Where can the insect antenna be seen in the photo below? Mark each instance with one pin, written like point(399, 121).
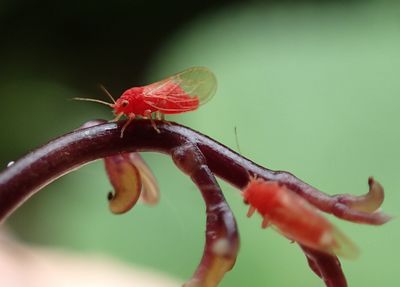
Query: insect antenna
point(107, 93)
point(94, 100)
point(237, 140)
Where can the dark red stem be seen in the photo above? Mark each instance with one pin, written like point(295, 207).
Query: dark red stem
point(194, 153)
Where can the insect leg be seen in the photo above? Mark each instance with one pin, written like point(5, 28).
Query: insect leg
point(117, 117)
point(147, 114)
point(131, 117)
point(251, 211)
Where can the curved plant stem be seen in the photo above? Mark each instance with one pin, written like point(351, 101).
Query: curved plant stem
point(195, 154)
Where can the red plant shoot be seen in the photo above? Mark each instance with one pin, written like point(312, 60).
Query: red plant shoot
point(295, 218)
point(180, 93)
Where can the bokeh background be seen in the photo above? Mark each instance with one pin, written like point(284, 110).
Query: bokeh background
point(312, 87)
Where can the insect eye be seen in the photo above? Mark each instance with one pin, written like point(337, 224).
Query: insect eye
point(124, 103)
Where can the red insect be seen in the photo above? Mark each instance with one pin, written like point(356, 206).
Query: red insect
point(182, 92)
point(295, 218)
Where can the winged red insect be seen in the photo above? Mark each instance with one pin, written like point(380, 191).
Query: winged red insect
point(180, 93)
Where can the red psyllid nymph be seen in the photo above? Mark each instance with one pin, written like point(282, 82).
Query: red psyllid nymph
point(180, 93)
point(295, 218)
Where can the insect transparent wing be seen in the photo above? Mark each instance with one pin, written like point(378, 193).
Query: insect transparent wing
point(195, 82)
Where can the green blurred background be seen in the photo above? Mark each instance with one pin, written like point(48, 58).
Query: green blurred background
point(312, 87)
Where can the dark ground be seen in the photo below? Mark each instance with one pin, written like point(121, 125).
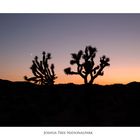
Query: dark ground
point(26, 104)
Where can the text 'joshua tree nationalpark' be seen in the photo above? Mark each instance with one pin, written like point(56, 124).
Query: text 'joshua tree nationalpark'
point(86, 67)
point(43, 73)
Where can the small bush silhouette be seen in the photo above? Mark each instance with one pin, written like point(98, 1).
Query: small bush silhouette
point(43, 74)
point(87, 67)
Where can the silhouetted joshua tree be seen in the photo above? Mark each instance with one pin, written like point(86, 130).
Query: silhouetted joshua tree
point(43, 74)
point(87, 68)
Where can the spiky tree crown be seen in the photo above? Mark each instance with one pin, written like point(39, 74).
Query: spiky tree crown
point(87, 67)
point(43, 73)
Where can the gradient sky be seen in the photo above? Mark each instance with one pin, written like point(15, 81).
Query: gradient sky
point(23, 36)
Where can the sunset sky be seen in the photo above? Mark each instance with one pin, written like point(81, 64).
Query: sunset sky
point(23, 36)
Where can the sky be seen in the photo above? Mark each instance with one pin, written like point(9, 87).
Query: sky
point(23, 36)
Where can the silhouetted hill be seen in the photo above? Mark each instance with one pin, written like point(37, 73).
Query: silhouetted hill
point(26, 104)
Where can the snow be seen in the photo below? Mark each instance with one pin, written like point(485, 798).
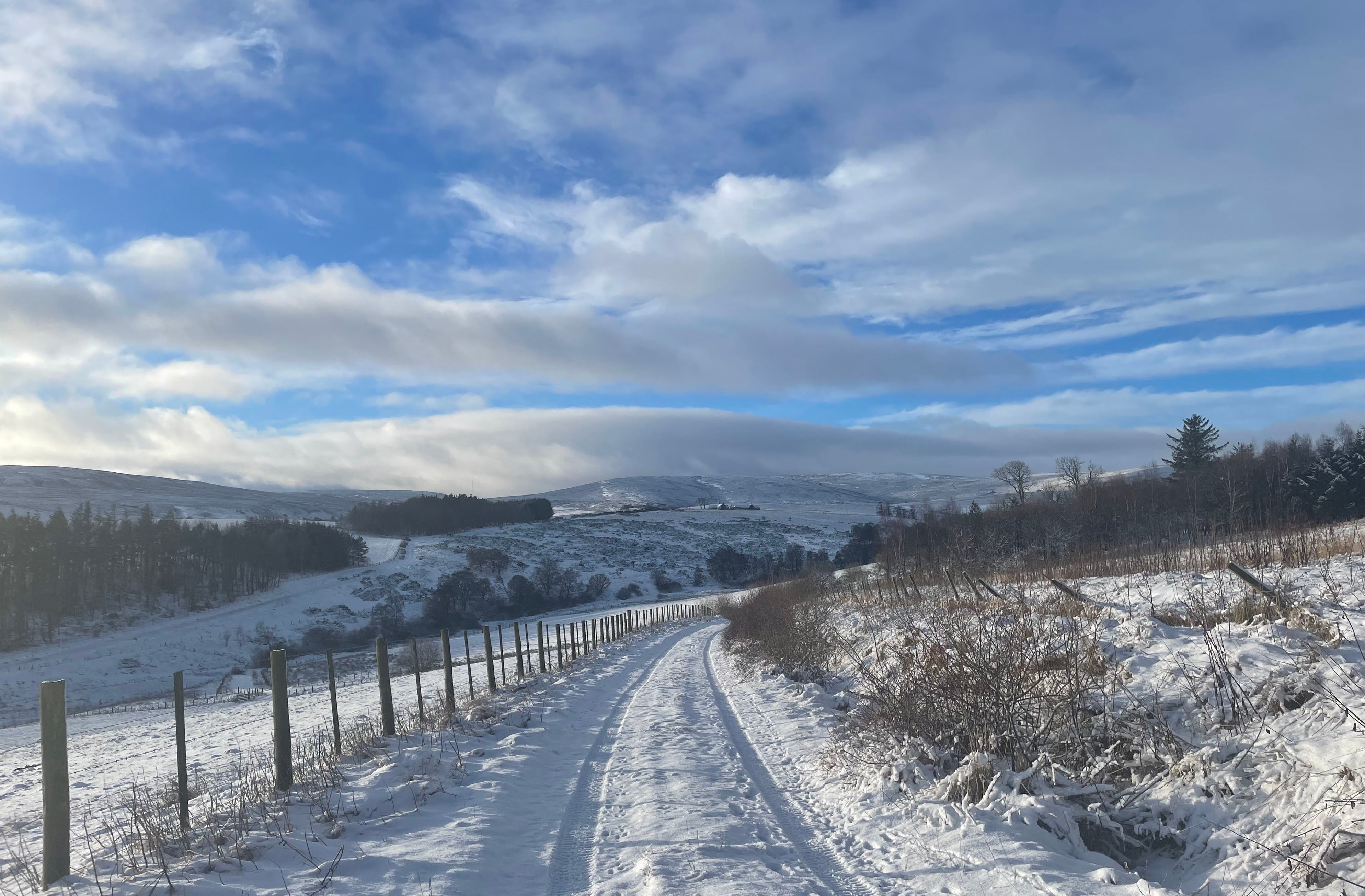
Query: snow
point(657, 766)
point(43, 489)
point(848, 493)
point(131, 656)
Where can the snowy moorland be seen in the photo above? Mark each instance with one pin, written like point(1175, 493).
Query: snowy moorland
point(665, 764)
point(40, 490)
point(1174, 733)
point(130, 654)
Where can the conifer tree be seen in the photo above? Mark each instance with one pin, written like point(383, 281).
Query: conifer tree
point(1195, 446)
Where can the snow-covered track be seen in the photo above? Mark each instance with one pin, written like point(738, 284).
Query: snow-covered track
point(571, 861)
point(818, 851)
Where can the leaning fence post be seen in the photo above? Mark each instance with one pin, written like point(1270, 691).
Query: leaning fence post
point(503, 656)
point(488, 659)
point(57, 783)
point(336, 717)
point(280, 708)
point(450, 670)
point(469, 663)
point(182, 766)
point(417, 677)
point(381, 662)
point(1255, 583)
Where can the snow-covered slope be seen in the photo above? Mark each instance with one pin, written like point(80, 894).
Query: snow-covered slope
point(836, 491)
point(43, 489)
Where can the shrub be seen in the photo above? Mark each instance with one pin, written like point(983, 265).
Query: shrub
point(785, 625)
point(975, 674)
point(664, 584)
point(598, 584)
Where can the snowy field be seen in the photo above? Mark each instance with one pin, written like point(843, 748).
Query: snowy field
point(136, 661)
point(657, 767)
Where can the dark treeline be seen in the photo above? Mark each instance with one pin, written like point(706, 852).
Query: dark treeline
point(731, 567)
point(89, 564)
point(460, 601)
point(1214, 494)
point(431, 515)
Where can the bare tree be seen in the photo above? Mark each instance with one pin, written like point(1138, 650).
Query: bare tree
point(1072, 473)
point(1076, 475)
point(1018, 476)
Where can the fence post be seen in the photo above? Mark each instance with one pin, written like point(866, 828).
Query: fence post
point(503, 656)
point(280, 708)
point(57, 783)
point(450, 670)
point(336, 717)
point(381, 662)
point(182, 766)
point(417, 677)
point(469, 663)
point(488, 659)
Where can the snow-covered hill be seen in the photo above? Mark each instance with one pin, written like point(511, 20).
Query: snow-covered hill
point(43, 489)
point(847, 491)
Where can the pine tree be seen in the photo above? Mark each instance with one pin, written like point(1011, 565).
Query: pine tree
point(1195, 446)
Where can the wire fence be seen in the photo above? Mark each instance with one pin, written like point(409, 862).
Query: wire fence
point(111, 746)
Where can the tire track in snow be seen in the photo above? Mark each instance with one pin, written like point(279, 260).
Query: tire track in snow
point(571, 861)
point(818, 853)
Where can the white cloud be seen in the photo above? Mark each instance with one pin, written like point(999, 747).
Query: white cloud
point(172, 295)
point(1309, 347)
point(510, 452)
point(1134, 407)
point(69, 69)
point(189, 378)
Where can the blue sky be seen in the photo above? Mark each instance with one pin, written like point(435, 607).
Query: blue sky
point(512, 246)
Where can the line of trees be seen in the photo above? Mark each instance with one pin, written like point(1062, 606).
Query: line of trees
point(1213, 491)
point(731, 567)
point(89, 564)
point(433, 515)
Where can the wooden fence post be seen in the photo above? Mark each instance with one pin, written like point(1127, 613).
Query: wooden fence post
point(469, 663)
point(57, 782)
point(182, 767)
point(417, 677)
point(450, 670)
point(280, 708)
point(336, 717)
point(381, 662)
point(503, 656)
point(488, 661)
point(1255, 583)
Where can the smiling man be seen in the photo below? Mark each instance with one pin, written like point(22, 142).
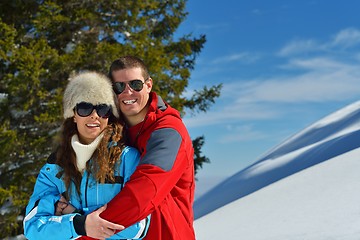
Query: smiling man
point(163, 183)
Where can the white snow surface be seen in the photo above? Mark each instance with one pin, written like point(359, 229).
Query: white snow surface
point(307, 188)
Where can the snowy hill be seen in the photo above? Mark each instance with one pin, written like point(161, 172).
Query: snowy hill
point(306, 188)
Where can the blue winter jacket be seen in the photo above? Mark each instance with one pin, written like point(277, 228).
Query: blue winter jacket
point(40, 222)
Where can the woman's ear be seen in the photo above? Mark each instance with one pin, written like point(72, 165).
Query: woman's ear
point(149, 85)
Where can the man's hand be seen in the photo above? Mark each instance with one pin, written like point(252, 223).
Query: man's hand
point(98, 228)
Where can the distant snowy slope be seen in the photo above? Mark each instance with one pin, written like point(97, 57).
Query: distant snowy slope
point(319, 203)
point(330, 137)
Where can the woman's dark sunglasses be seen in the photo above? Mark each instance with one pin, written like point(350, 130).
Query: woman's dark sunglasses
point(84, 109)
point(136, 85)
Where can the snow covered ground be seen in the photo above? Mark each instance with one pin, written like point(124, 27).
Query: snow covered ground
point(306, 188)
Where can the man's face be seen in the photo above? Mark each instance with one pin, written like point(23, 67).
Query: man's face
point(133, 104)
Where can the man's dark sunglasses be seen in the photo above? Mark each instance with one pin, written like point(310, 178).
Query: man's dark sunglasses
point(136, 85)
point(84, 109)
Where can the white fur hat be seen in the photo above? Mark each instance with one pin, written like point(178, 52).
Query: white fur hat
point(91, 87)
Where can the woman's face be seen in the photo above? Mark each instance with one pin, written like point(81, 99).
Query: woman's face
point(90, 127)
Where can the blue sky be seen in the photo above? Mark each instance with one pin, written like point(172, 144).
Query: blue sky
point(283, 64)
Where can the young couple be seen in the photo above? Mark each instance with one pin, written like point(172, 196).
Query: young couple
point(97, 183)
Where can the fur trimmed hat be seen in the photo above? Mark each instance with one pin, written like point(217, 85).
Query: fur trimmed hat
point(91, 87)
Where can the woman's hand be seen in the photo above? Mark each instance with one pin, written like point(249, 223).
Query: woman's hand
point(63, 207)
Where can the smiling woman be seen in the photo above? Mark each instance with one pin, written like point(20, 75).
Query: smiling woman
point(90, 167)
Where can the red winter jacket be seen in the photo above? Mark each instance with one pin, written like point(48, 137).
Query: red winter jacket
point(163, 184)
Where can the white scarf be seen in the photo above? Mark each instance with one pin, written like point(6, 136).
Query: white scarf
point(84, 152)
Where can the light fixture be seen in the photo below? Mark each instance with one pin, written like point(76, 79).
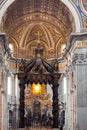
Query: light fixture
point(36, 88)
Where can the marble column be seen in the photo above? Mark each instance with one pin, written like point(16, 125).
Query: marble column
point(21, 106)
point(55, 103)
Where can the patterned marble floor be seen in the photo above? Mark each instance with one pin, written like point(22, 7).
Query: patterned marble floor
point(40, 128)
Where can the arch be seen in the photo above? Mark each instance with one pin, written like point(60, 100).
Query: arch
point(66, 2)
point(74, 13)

Exercise directions:
In the listing above, find the line with "Where can the marble" and the line with "Where can the patterned", then print exactly those lines and every line between them.

Result of this exercise:
Where can the marble column be seen in the photo above? Mark each instance with one pin, written like point(16, 125).
Query: marble column
point(21, 106)
point(55, 103)
Where can the patterned marble floor be seen in the photo above? Mark each instance with one pin, written like point(22, 7).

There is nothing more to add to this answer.